WHAT IS EXPECTED:
Your task is to find every line in the records that holds the string "curtain" and copy it.

[Opening TASK DATA section]

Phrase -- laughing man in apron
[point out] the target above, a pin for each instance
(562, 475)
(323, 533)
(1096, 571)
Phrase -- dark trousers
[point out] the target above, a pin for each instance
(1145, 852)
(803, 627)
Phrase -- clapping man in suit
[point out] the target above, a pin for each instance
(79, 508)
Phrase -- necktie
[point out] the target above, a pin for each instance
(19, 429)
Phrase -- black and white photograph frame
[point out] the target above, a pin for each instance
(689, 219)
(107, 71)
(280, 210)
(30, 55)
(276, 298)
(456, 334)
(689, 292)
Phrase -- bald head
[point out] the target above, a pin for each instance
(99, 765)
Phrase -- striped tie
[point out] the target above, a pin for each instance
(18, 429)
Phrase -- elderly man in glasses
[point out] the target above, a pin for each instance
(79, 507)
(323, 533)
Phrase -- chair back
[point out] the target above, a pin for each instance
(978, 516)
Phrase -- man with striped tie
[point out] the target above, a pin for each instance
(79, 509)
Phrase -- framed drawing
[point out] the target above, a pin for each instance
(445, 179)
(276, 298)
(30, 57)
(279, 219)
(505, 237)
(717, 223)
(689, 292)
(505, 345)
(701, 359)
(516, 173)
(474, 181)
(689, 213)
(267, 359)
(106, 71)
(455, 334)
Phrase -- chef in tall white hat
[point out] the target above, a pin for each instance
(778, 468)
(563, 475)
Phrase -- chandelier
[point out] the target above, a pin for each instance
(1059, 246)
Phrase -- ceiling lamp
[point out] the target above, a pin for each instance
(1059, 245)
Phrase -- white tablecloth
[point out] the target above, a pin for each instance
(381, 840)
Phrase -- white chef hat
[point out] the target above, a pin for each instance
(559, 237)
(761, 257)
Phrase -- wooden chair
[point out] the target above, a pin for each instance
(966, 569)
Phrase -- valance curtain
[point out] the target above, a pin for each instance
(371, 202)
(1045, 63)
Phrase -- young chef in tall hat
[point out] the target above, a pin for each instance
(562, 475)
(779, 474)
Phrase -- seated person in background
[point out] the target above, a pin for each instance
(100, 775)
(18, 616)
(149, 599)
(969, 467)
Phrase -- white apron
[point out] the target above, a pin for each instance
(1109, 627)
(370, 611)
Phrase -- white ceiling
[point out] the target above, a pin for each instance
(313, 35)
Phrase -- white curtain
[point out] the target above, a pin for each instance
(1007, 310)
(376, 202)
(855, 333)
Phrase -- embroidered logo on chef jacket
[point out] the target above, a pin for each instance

[Closing TASK DATA section]

ANSWER BELOW:
Phrase -- valance curtain
Phrase -- white curtain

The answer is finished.